------ Dataset content ------
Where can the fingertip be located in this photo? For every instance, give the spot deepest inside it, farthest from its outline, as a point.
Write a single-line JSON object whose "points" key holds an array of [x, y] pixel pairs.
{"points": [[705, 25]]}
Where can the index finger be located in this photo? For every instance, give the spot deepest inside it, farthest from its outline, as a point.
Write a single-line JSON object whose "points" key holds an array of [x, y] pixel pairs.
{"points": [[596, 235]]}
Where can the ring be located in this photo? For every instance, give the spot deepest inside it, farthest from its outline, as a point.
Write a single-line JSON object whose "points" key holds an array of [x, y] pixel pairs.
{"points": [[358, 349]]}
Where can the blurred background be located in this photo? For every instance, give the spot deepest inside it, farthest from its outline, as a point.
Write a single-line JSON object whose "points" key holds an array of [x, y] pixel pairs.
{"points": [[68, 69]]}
------
• Problem details
Rewrite all of the records above, swapping each "instance" for "occurrence" and leaving everything else unchanged.

• Answer
Where can the fingertip be located in this photo? For every occurrence, give the spot deepest inside it, farthest from its outline, as a point.
Write a single-line JSON object whose "points" key holds an array of [x, y] pixel pairs.
{"points": [[705, 25]]}
Where can the index finger be located in this photo? For every occurrence, give the spot deepest inside it, farthest from its outline, as a point.
Write a single-line JSON object whose "points" key holds an array of [x, y] pixel pairs.
{"points": [[596, 235]]}
Where can the ring be located in this photo? For every occurrence, give the spot deepest inside it, farthest from its outline, as a point.
Write a single-line JSON object whose "points" key holds an array of [x, y] pixel pairs.
{"points": [[358, 349]]}
Where can the blurred background be located in this photo? For every occurrence, give the spot deepest inside it, farthest from its outline, as a point.
Write a single-line JSON object whose "points" key holds an array of [x, y] pixel pairs.
{"points": [[68, 69]]}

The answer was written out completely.